===== GIVEN PASSAGE

Provide brief but complete answers to the following questions in the following cell.

1. Why is it more efficient to iterate over the `tokens` in the inner loop? 
(_Note_: Access to both arrays is sequential. This is a question of cache capacity and cache misses.)
2. Of the functions `omp_countTokensElementsFirst` and `omp_countTokensTokensFirst`
    1. Which function performs (unsafe) sharing in the tokens array?
    2. Which function assigns different elements of the token array to different threads?
3. For the function that assigns different tokens to different threads, how does false sharing arise? Be specific about the memory access pattern or include a drawing.
4. For the unrolled loop, why is it more efficient? What computations are avoided?

#### Answers

1. It is more efficient to iterate over the tokens in the inner loop since the array of tokens is much smaller than the the array of elements. If we iterate over the elements in the inner loop, we will incur several cache misses when iterating over the large array of elements, which will then be repeated for each iteration of the outer loop. If there are $n$ cache misses when iterating sequentially over the elements array and $k$ tokens, we will encounter $nk$ cache misses from this loop order. On the other hand, if we iterate over the tokens in the inner loop, the cache misses from iterating over the large elements array will only happen once since it is in the outer loop resulting only, in $n$ cache mises from the elements array.
2. ->
    1. The function omp_countTokensElementsFirst performs unsafe sharing in the tokens array. Since we parallelized the outer for loop, this function assigns different elements of the elements array to different threads. However, different elements of the elements array may match the same token. Thus, we would have different threads attempting to increment the same variable in memory in the tokens array, creating a race condition. 
    2. The function omp_countTokensTokensFirst assigns different elements of the token array to different threads since the outer loop iterates over the tokens. Since that is the loop we parallelize, each thread will get assigned a different iteration of the loop which corresponds to a different token.

==========

--- THE TASKS ---
A – From the OpenMP token-counting exercise, write out the section that begins at the words "Provide brief but" and stops after the words "the tokens array?".
B – In the OpenMP token-counting exercise, which function performs unsafe sharing in the tokens array?

===== DATA SUPPLIED

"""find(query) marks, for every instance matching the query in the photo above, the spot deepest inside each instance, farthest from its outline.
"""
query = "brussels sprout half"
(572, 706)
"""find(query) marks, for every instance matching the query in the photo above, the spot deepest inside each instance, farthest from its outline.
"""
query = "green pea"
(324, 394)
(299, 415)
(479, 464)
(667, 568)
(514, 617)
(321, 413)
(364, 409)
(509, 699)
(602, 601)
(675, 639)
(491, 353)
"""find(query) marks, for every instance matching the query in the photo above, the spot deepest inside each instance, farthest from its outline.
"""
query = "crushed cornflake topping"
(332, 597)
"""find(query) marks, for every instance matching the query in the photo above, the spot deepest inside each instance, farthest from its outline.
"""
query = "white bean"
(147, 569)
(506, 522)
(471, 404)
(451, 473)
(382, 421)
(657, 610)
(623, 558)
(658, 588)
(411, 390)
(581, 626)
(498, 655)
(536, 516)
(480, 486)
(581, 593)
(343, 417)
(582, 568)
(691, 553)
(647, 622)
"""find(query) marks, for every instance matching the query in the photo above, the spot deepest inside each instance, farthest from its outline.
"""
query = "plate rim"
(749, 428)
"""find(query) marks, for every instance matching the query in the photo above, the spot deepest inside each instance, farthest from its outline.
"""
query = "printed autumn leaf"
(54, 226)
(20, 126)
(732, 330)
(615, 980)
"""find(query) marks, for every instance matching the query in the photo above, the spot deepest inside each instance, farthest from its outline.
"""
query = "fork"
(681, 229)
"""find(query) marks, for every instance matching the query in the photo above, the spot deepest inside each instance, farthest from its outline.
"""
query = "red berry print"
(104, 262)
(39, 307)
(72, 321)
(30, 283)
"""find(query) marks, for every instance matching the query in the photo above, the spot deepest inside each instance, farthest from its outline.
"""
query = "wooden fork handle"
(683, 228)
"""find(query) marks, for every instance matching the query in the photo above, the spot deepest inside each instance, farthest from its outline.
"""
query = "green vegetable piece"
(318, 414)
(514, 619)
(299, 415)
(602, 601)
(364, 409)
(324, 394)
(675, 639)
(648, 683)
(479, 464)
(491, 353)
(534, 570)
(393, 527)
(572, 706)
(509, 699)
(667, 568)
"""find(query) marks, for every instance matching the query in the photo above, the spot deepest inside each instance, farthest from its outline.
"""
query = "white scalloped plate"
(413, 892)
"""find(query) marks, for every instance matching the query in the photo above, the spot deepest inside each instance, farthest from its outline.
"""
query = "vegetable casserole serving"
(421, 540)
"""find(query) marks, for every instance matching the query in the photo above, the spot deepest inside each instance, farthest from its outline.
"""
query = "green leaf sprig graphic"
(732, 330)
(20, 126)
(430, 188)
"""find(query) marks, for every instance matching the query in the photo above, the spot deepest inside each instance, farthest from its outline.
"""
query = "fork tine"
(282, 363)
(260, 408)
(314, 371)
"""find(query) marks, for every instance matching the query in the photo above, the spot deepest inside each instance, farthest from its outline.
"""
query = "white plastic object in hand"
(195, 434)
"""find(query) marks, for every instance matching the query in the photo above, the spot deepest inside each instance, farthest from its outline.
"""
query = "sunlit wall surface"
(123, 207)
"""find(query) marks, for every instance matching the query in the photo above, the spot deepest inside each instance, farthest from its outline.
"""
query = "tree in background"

==========

--- RESPONSES FOR EACH TASK ---
A –
Provide brief but complete answers to the following questions in the following cell.

1. Why is it more efficient to iterate over the `tokens` in the inner loop? 
(_Note_: Access to both arrays is sequential. This is a question of cache capacity and cache misses.)
2. Of the functions `omp_countTokensElementsFirst` and `omp_countTokensTokensFirst`
    1. Which function performs (unsafe) sharing in the tokens array?

B – omp_countTokensElementsFirst